Collected data entries

* * *

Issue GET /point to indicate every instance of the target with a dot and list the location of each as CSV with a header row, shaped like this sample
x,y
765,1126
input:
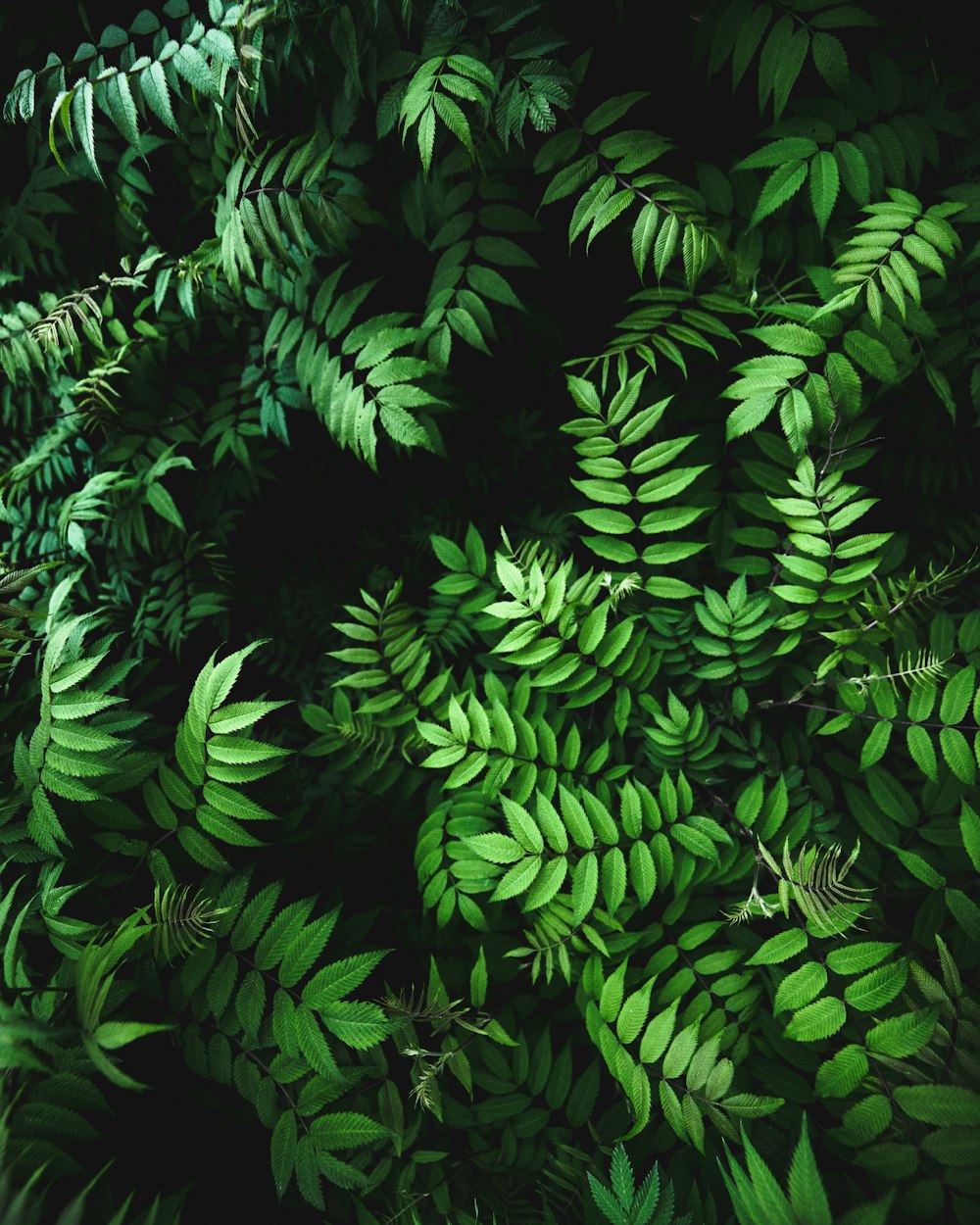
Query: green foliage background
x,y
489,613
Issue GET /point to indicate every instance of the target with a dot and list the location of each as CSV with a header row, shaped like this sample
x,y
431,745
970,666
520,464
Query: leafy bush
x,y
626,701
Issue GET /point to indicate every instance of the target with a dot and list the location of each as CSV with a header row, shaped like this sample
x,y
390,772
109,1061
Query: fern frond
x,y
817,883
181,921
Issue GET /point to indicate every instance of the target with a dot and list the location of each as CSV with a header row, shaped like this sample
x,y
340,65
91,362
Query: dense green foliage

* * *

| Work order |
Write out every entry exactly. Pictures do not belong in the copy.

| Result of this exercise |
Issue GET /point to indicate every instance of the target with a dot and list the location of each as CSV with a header row, shaped like this sample
x,y
765,1126
input:
Query: green foliage background
x,y
489,613
Issue GET /point to indicate every instance of the target with a dot and list the location of each as CSV with a header row, shaped like this sample
x,y
431,745
970,666
520,464
Query: leafy bush
x,y
626,701
Issue GET /point to indicate every instance of the target with a dot and list the location of each as CSV with a header row, shaped like this sample
x,y
390,772
109,1061
Query: fern frond
x,y
817,883
181,921
Issue GET /point to indicate every instance of the target with a dot and list the location of each as CSV with a header row, shaped like this sample
x,y
340,65
91,362
Query: dense green foliage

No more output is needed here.